Start of Provided entries
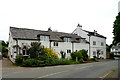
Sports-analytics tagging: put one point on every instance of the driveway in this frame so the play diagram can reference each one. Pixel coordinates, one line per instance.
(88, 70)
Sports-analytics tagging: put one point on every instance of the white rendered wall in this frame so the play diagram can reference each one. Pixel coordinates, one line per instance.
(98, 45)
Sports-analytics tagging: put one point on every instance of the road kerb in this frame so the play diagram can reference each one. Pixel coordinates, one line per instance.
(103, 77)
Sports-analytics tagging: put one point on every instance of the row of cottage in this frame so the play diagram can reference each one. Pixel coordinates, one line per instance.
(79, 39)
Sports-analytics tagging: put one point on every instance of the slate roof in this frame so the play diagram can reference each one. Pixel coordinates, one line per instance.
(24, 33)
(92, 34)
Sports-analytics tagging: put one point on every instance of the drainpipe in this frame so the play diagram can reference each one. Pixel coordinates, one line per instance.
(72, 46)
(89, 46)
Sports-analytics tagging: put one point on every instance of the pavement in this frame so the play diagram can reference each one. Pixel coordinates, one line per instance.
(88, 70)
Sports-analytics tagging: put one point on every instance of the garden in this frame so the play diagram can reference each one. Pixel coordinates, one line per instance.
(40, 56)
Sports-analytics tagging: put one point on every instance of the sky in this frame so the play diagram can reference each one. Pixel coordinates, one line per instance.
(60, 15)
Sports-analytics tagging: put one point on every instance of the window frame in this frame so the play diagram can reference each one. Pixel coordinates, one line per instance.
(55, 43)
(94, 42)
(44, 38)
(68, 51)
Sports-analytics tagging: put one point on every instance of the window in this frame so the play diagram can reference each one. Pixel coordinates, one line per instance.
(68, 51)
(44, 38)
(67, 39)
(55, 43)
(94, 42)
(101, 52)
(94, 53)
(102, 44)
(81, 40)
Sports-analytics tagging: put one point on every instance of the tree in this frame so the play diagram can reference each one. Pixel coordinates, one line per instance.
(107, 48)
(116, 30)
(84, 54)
End of Provided entries
Start of Provided entries
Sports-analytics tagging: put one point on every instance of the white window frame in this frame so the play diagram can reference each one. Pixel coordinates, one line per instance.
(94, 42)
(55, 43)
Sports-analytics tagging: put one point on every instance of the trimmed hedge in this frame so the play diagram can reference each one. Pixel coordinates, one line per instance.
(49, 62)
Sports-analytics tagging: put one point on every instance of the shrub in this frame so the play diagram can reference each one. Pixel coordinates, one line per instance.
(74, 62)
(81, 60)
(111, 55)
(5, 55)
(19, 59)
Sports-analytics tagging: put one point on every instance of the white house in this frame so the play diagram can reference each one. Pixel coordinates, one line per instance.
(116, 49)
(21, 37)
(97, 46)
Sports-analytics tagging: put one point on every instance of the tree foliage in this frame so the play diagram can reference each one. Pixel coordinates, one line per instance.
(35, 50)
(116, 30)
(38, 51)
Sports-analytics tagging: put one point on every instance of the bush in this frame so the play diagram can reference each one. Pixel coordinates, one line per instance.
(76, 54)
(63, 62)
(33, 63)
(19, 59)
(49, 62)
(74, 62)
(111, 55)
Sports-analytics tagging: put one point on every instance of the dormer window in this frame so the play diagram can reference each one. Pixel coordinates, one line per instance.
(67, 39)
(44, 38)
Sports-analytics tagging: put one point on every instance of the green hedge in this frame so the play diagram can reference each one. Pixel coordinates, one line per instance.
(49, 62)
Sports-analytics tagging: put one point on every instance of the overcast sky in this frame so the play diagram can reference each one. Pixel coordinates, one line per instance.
End of Provided entries
Start of Provided entries
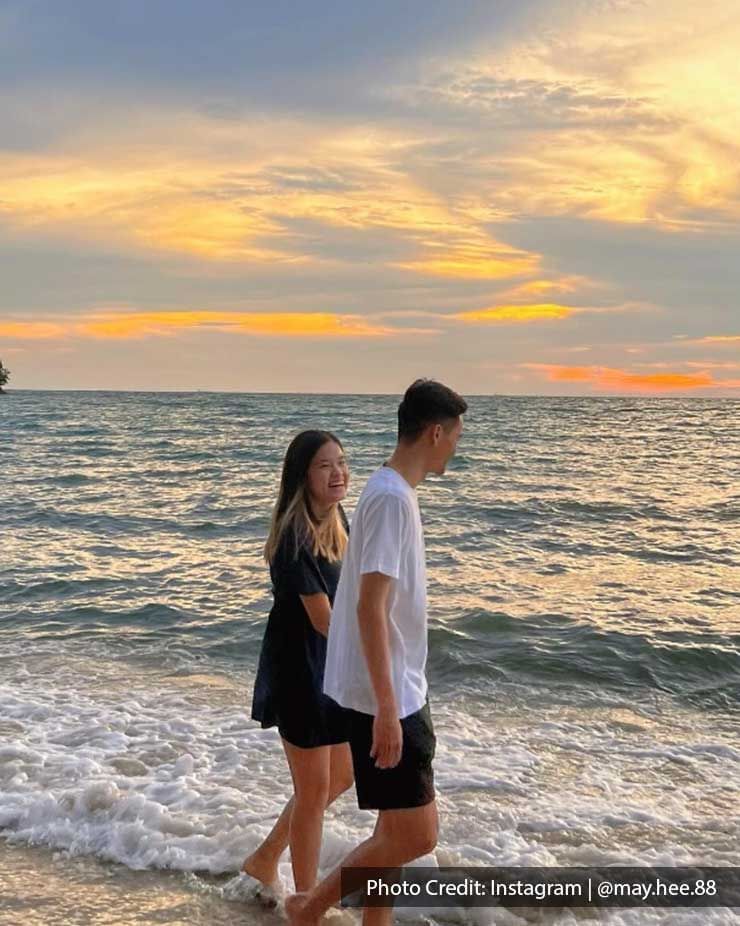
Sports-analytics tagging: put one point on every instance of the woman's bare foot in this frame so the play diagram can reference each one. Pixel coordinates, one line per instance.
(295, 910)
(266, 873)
End of Provided entries
Find the line with "of the dormer" in the entries above. Retype it and each line after it, exactly, through the line with "of the overcast", and stop there.

Sports-analytics tagging: put one point on every instance of the dormer window in this frame so the play diagram can reference each one. Pixel coordinates, one line per instance.
(67, 39)
(44, 38)
Sports-analytics tagging: put one point on every instance of the green hedge in this frame so the play diagram can reference each one. Pixel coordinates, one line per instance.
(49, 62)
Sports-analytics tagging: put one point on every instance of the overcast sky in this frame so the play diagram can reference each one. Pixel coordinates, one line per instance.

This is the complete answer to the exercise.